[Items listed in a dataset]
++++++++++
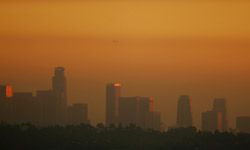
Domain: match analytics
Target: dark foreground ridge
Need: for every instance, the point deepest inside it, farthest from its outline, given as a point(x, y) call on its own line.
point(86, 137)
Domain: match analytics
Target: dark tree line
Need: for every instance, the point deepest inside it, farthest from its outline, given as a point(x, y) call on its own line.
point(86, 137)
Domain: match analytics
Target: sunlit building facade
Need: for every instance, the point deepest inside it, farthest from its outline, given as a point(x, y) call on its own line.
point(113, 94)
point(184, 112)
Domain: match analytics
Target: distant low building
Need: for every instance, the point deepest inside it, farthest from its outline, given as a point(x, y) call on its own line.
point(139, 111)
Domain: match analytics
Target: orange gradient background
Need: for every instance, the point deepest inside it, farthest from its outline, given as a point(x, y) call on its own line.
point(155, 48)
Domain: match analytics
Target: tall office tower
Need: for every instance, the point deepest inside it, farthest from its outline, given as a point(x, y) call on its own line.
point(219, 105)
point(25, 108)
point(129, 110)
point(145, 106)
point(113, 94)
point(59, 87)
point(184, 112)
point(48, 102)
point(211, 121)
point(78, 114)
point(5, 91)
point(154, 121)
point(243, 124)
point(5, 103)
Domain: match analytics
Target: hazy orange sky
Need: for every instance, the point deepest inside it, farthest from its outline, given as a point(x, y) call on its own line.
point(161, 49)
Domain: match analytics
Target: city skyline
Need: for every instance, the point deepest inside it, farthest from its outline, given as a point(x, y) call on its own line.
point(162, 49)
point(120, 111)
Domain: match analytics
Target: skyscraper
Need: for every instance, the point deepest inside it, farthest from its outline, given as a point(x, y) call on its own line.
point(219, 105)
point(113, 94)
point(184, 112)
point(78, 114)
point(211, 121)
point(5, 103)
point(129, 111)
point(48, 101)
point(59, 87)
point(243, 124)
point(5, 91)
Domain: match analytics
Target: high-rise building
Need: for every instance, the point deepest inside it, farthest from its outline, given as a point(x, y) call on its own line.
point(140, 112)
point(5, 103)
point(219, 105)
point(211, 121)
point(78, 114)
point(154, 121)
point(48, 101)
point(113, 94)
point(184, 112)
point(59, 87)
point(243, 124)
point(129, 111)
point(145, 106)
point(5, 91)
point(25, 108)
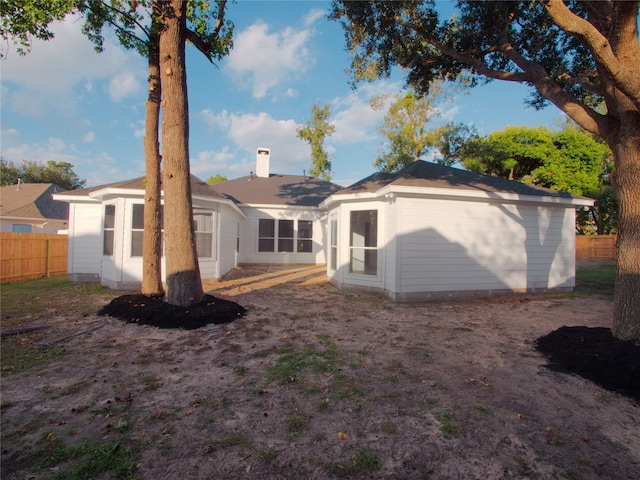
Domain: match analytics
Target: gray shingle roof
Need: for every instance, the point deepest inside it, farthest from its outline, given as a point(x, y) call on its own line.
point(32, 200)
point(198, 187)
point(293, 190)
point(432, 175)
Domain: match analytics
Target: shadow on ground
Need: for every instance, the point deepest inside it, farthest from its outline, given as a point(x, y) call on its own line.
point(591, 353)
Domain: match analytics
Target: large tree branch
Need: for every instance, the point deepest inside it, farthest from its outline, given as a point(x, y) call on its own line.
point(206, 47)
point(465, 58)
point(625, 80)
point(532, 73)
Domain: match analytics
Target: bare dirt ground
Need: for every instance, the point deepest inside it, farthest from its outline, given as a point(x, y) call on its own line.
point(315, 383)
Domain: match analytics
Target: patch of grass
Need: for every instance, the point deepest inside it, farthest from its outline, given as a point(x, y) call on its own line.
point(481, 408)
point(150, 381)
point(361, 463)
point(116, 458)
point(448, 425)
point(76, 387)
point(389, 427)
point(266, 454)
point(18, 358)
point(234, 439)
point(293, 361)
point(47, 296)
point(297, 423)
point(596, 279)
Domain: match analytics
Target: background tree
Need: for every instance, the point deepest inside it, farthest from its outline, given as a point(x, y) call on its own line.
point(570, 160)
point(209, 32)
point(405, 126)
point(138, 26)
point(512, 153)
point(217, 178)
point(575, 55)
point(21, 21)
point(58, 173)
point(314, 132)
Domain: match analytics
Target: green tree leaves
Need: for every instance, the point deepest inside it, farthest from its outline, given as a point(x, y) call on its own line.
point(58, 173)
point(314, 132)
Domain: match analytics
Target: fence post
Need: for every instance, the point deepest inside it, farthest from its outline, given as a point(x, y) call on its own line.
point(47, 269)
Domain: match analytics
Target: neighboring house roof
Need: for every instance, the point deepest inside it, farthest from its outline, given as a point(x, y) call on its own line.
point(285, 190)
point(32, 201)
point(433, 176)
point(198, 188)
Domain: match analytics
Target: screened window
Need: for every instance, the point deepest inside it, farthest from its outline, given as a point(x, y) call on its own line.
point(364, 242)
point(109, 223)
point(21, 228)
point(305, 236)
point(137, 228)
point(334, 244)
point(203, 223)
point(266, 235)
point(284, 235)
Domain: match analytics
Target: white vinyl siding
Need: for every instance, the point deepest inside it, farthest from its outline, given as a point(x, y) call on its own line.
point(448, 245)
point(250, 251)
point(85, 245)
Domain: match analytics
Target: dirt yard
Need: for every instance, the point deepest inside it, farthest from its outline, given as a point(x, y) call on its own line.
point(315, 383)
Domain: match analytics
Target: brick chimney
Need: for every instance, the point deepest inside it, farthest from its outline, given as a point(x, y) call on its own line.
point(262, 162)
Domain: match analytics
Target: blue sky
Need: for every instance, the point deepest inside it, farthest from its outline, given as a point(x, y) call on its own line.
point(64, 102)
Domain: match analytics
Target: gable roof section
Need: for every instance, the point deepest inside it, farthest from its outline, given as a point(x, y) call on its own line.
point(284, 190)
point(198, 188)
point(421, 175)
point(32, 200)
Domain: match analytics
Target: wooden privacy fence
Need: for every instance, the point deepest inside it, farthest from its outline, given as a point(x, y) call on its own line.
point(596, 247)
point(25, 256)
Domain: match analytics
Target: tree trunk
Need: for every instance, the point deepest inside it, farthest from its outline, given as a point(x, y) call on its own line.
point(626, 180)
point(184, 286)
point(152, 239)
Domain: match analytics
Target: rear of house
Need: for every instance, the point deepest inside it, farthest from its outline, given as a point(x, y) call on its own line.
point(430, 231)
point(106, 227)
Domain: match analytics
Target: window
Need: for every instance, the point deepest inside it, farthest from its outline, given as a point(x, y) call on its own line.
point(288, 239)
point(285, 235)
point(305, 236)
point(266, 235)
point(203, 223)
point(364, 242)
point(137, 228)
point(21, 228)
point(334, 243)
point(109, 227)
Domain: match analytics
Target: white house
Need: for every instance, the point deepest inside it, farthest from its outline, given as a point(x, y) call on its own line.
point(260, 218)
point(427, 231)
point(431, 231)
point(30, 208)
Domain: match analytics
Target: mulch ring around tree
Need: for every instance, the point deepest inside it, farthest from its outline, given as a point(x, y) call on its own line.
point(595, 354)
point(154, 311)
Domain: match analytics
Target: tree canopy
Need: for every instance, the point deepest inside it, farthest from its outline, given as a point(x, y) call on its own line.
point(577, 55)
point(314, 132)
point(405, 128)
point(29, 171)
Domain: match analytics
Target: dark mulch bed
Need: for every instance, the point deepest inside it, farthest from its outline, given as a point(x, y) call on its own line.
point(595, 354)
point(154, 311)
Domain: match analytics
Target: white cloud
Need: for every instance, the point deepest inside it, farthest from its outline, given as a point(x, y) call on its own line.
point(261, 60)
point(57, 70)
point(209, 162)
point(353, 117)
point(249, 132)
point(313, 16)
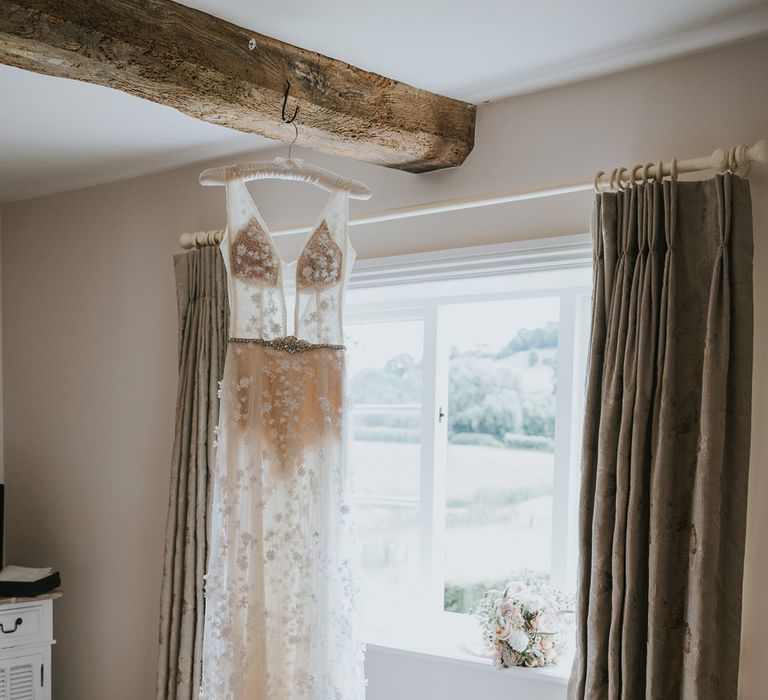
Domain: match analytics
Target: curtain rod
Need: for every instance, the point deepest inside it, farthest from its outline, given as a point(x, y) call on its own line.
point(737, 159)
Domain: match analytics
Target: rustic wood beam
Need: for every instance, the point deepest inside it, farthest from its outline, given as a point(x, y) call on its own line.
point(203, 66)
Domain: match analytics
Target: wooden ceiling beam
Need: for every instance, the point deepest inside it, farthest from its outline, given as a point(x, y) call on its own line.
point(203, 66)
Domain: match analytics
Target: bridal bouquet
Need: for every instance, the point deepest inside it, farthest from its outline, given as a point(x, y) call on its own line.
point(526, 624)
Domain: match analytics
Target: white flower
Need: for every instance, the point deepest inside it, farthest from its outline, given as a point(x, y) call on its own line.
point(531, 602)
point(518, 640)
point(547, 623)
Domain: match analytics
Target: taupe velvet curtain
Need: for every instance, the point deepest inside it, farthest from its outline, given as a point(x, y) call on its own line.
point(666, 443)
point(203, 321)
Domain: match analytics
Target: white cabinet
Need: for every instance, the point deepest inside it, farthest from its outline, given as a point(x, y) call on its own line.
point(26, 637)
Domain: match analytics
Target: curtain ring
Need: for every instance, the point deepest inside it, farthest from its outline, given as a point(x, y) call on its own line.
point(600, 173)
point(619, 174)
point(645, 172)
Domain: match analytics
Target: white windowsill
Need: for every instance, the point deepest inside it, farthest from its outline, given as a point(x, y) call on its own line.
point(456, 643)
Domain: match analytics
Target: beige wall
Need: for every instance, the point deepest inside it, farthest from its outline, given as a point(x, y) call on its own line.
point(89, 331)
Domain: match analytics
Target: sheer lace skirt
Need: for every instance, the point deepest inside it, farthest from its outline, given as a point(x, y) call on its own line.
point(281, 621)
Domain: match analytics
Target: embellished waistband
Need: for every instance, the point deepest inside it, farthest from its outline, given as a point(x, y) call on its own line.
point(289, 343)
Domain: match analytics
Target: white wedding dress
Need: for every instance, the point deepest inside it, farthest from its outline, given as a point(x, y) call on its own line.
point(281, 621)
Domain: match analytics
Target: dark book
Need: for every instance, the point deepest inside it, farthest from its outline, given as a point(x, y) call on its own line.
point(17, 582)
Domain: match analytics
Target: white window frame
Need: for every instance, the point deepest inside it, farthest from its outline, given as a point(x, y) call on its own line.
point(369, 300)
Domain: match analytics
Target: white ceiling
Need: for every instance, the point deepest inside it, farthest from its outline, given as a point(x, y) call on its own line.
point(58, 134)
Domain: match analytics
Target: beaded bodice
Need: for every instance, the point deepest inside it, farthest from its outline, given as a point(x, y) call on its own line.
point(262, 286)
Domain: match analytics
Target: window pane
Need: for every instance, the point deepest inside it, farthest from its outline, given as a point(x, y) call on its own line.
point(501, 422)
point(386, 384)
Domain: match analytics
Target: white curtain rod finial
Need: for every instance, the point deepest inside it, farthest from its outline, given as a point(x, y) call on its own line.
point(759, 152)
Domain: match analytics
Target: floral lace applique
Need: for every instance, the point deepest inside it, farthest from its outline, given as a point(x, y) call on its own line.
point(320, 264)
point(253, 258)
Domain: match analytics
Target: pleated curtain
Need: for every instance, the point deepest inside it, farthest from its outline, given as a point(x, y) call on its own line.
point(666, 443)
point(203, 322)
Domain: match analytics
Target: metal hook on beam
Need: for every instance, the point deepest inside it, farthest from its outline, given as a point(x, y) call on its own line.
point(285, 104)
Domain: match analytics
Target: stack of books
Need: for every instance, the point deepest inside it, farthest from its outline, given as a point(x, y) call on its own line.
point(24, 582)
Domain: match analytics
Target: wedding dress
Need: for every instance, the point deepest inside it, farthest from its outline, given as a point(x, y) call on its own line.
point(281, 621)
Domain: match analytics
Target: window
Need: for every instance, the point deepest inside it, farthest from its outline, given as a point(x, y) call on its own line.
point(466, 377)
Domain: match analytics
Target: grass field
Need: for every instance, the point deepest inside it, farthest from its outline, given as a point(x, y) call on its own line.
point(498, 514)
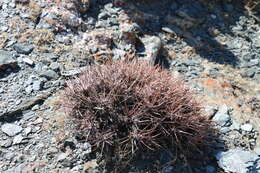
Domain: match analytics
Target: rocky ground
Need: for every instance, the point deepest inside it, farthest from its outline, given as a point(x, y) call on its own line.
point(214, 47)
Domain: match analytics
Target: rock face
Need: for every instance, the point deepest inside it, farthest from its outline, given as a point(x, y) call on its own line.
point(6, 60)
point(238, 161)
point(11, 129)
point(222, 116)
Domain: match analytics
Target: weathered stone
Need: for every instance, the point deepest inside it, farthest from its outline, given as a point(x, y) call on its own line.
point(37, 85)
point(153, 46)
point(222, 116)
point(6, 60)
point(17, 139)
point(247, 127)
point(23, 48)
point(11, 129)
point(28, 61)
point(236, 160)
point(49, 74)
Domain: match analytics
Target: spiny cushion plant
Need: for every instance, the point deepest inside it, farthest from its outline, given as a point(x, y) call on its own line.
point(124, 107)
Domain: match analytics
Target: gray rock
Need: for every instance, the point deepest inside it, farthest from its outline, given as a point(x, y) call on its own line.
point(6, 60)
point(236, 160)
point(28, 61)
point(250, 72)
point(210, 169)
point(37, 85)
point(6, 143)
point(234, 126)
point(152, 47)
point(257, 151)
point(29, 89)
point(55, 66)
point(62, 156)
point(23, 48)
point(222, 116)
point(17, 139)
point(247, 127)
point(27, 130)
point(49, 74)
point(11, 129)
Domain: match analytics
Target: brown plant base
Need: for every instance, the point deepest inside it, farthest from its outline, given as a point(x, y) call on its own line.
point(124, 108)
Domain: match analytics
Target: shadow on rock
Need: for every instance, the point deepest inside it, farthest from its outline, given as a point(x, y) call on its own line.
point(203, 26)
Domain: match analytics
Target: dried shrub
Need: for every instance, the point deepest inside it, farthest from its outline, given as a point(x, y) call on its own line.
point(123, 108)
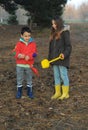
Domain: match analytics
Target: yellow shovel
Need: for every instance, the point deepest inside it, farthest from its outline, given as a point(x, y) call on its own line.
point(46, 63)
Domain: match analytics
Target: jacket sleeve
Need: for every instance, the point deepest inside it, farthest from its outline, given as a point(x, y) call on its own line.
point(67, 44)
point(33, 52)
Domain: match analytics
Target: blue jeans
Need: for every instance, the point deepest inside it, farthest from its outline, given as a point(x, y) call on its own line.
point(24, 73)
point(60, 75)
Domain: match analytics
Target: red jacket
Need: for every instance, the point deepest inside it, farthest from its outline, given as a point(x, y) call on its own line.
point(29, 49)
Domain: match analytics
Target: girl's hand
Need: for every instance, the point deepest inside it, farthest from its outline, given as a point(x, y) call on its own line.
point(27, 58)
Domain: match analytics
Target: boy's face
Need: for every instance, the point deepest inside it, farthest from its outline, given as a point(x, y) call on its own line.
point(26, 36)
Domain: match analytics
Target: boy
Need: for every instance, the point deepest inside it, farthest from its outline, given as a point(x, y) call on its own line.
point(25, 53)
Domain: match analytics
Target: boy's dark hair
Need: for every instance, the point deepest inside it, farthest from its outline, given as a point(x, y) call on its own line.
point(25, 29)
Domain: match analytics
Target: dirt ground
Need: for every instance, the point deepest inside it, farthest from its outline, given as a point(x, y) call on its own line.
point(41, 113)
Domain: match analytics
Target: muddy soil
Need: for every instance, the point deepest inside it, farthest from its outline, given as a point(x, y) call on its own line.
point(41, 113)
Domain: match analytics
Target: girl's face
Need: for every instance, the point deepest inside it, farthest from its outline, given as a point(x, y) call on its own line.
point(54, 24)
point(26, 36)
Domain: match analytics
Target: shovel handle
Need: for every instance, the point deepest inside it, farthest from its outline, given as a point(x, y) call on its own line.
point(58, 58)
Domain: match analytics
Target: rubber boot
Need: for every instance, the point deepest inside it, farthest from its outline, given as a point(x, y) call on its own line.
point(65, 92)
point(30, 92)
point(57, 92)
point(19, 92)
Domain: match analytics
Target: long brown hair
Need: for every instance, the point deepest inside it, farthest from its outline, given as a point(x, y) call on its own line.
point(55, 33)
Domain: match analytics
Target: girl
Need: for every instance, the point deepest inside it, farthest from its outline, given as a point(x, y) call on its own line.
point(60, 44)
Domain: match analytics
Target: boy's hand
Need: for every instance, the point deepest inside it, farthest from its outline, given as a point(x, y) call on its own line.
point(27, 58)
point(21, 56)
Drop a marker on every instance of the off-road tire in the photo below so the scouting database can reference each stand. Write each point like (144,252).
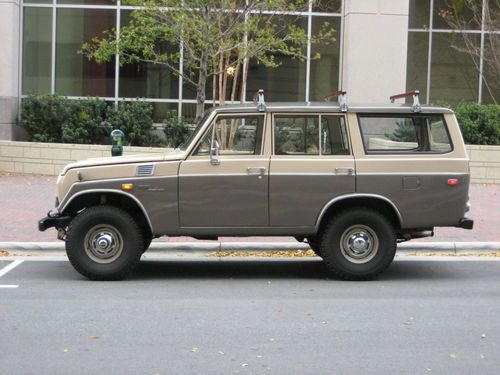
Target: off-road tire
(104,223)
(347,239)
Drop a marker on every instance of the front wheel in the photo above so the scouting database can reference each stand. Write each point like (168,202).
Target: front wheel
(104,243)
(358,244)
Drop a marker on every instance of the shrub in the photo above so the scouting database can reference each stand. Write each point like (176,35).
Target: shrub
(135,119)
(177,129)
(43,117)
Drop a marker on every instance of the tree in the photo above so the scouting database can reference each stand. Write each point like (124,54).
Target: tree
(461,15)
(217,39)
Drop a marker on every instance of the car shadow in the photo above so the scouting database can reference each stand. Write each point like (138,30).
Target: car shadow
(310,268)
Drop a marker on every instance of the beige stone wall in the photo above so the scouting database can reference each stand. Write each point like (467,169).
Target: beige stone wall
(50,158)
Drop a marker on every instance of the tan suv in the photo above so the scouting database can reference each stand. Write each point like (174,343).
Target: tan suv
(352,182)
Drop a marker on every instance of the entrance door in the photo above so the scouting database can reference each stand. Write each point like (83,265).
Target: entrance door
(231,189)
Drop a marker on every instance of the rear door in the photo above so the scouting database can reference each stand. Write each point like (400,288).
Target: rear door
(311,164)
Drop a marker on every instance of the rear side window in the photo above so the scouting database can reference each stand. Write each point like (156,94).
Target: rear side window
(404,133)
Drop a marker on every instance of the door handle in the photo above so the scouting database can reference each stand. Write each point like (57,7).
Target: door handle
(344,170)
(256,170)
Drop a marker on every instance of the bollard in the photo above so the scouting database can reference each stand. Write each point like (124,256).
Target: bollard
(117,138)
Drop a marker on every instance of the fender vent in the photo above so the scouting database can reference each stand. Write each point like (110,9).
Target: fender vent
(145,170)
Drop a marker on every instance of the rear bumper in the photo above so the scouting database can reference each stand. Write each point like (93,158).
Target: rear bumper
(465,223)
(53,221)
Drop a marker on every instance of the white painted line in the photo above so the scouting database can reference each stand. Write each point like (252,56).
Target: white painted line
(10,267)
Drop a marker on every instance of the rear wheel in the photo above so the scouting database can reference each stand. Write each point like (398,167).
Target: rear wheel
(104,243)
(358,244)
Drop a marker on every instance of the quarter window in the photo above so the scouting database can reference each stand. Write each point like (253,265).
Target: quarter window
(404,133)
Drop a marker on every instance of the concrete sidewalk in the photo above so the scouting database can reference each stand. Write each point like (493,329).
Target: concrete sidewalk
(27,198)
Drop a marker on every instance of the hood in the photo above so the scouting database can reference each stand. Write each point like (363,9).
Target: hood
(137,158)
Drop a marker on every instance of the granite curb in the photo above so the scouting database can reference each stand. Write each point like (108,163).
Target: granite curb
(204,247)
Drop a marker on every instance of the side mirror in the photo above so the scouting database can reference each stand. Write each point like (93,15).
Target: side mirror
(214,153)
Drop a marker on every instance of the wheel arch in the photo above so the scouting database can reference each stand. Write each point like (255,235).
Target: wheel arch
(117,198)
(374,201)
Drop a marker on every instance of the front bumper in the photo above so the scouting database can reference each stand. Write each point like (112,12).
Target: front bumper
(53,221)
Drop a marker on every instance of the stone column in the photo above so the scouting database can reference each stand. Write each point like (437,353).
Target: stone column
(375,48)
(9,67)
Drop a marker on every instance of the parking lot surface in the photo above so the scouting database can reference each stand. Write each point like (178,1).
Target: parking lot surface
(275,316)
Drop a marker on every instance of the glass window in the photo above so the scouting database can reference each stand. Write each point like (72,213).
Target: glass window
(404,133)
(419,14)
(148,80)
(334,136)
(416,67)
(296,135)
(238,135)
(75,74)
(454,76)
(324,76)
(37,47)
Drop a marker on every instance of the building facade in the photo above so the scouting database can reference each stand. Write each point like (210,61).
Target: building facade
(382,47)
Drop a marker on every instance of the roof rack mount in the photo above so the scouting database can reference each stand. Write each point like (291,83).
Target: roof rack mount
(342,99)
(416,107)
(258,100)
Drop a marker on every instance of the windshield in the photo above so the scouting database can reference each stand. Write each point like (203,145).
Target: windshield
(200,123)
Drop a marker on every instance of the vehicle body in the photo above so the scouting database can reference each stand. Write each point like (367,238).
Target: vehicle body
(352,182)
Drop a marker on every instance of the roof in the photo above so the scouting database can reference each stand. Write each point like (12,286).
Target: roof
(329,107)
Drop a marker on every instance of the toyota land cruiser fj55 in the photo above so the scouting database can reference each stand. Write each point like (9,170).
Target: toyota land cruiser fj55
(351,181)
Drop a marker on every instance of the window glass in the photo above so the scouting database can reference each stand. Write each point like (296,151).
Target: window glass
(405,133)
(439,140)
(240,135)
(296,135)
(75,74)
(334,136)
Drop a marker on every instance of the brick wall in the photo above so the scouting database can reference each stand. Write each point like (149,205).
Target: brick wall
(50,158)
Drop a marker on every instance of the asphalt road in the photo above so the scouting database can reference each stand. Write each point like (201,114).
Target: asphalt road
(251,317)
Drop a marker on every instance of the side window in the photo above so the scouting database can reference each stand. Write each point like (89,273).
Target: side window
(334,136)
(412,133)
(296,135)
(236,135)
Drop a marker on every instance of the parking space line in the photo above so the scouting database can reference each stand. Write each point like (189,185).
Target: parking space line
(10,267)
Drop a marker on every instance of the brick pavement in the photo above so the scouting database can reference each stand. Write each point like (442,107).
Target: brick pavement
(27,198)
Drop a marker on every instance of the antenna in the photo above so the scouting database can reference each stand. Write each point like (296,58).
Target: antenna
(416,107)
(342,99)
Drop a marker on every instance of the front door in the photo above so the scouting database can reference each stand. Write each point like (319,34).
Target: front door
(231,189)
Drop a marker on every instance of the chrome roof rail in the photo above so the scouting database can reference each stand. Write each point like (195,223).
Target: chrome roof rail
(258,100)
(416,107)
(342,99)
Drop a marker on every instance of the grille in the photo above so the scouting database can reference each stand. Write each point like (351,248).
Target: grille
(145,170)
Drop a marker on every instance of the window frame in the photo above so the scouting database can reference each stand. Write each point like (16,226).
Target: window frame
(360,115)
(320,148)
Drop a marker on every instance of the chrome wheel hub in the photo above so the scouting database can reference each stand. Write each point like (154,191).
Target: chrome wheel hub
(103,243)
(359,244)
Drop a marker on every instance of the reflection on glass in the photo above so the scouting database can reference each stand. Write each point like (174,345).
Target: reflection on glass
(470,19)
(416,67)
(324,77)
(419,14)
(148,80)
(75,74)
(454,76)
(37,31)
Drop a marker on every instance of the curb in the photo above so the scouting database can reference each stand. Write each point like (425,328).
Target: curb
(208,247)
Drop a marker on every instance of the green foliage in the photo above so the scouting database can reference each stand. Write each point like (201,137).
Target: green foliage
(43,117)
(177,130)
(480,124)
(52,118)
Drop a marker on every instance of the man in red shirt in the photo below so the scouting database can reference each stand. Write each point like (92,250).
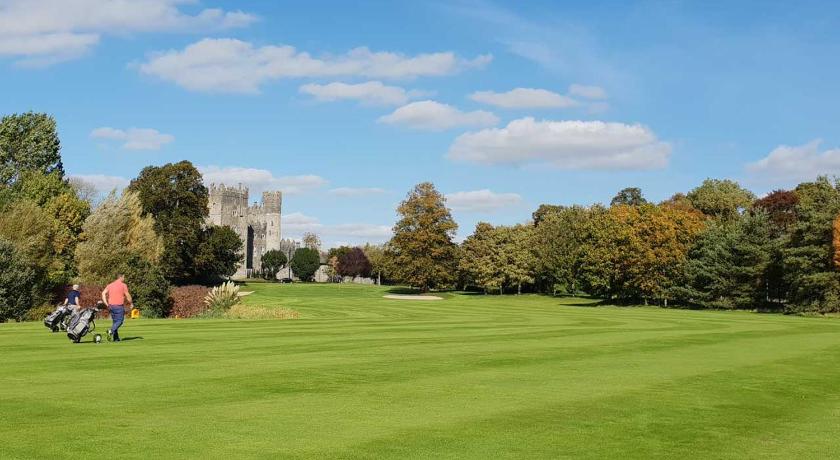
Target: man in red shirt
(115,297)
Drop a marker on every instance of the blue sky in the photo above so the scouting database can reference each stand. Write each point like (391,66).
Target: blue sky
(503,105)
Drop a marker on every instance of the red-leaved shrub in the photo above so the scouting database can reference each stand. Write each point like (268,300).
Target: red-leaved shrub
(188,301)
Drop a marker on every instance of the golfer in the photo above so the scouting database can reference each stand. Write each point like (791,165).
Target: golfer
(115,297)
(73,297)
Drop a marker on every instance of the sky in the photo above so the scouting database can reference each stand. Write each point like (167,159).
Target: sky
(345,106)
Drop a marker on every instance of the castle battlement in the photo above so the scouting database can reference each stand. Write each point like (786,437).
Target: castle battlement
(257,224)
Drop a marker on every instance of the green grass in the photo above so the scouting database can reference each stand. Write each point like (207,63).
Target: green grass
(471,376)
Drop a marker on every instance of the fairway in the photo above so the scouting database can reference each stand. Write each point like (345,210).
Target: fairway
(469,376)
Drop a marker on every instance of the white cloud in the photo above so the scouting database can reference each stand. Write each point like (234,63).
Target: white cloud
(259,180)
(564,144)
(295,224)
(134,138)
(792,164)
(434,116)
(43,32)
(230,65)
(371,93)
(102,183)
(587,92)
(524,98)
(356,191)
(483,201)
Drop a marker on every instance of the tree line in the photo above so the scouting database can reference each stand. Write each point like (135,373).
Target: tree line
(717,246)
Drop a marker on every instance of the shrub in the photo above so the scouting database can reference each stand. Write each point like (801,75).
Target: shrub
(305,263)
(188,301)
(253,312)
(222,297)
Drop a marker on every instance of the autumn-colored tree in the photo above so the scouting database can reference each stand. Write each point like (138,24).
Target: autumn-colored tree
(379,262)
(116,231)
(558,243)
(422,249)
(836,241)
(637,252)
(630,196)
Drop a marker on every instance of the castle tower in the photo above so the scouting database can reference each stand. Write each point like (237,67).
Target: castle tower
++++++++++
- Task details -
Please return only the lines from the top of the data through the line with "Target: dark tree line", exactly as written, and drop every picture.

- Response -
Domain: match analytics
Target: dark foreground ridge
Need: for every instance, the point deepest inside it, farthest from its outline, given as a point(x, y) call on its own line.
point(86, 137)
Domain: match analytics
Target: dark tree line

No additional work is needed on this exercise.